▶ [What this task involves]: Reproduce the articles of association below word for word, in full.

Articles of Association
The name of the company is Industrial and Financial Systems, IFS AB (publ.).
The registered office of the company shall be in Linköping, Sweden.
The business of the company is to develop, operate, and market information systems for banking, financial and manufacturing companies, and to conduct operations related to said business.
The company’s share capital shall amount to a minimum of four hundred million Swedish krona (SKr 400,000,000) and a maximum of one billion six hundred million Swedish krona (SKr 1,600,000,000).
The number of shares in the company shall be a minimum of twenty million (20,000,000) and a maximum of eighty million (80,000,000).
The board of directors shall consist of not fewer than three and not more than twelve members, with not more than three deputy members.
At least one, and not more than two, auditors, with or without deputies, or at least one, and not more than two, registered public accounting firms shall be appointed at the annual general meeting to examine the company’s annual accounts, the financial statements, and the administration of the company by the board of directors and president.

Excerpts of bounding box data:
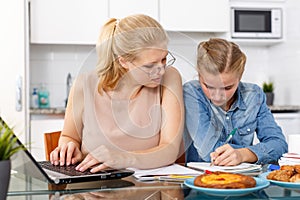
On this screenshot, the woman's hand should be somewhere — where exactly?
[76,145,135,173]
[50,142,83,166]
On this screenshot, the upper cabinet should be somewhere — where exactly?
[30,0,108,44]
[159,0,230,32]
[109,0,159,20]
[30,0,229,44]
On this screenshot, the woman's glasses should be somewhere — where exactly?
[134,52,176,77]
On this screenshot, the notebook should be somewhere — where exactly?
[187,162,262,175]
[0,117,134,184]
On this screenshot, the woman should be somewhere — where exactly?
[50,15,184,172]
[184,38,287,165]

▶ [Solution to the exercise]:
Articles of Association
The name of the company is Industrial and Financial Systems, IFS AB (publ.).
The registered office of the company shall be in Linköping, Sweden.
The business of the company is to develop, operate, and market information systems for banking, financial and manufacturing companies, and to conduct operations related to said business.
The company’s share capital shall amount to a minimum of four hundred million Swedish krona (SKr 400,000,000) and a maximum of one billion six hundred million Swedish krona (SKr 1,600,000,000).
The number of shares in the company shall be a minimum of twenty million (20,000,000) and a maximum of eighty million (80,000,000).
The board of directors shall consist of not fewer than three and not more than twelve members, with not more than three deputy members.
At least one, and not more than two, auditors, with or without deputies, or at least one, and not more than two, registered public accounting firms shall be appointed at the annual general meeting to examine the company’s annual accounts, the financial statements, and the administration of the company by the board of directors and president.